What you are asked to do :: Give all the data again exactly.

Records shown ::
▬▬▬▬▬▬

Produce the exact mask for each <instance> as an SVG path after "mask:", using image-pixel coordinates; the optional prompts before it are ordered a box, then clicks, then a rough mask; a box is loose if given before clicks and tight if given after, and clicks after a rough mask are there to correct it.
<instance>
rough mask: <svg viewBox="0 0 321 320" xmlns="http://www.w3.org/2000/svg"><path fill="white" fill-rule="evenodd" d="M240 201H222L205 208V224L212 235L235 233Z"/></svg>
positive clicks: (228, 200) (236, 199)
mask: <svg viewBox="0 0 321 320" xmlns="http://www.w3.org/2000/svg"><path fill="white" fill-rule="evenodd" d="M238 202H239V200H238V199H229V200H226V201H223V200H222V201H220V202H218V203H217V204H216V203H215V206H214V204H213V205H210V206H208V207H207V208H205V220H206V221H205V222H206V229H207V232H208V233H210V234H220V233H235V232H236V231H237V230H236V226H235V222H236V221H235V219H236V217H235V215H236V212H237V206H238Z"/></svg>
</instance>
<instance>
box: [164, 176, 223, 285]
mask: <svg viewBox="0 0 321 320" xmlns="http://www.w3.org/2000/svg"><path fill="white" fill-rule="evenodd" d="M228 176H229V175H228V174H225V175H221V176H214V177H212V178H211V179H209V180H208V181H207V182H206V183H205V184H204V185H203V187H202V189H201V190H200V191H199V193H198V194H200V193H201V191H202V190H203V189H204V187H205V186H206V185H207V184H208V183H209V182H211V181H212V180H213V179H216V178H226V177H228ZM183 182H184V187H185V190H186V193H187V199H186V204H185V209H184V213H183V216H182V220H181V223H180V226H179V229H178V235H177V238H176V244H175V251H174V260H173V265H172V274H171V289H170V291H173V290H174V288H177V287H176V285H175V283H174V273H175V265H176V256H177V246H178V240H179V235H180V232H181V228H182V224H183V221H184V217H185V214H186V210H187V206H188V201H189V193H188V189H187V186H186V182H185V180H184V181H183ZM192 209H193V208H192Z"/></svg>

▬▬▬▬▬▬

Completed task ::
Produce the exact mask for each <instance> as an SVG path after "mask:", using image-pixel coordinates; the optional prompts before it are ordered a box, then clicks, then a rough mask; a box is loose if given before clicks and tight if given after, and clicks after a rough mask are there to correct it.
<instance>
rough mask: <svg viewBox="0 0 321 320" xmlns="http://www.w3.org/2000/svg"><path fill="white" fill-rule="evenodd" d="M240 201H222L205 208V224L212 235L235 233Z"/></svg>
positive clicks: (228, 200) (236, 199)
mask: <svg viewBox="0 0 321 320" xmlns="http://www.w3.org/2000/svg"><path fill="white" fill-rule="evenodd" d="M238 202H239V200H238V199H229V200H226V201H223V200H222V201H220V202H218V203H217V204H216V203H215V206H214V204H213V205H210V206H208V207H207V208H205V220H206V221H205V222H206V229H207V232H208V233H210V234H220V233H235V232H236V231H237V230H236V226H235V222H236V221H235V219H236V217H235V215H236V212H237V206H238Z"/></svg>
</instance>
<instance>
box: [164, 176, 223, 285]
mask: <svg viewBox="0 0 321 320" xmlns="http://www.w3.org/2000/svg"><path fill="white" fill-rule="evenodd" d="M228 176H229V175H228V174H225V175H221V176H214V177H212V178H211V179H209V180H208V181H207V182H206V183H205V184H204V185H203V187H202V189H201V190H200V191H199V193H198V194H200V193H201V191H202V190H203V189H204V187H205V186H206V185H207V184H208V183H209V182H211V181H212V180H213V179H216V178H226V177H228ZM183 182H184V187H185V190H186V193H187V199H186V204H185V209H184V213H183V216H182V220H181V223H180V226H179V229H178V235H177V238H176V244H175V251H174V260H173V265H172V274H171V289H170V291H173V290H174V288H177V287H176V285H175V283H174V273H175V265H176V256H177V246H178V240H179V235H180V232H181V228H182V224H183V221H184V217H185V214H186V210H187V206H188V201H189V193H188V189H187V186H186V182H185V180H184V181H183ZM192 209H193V208H192Z"/></svg>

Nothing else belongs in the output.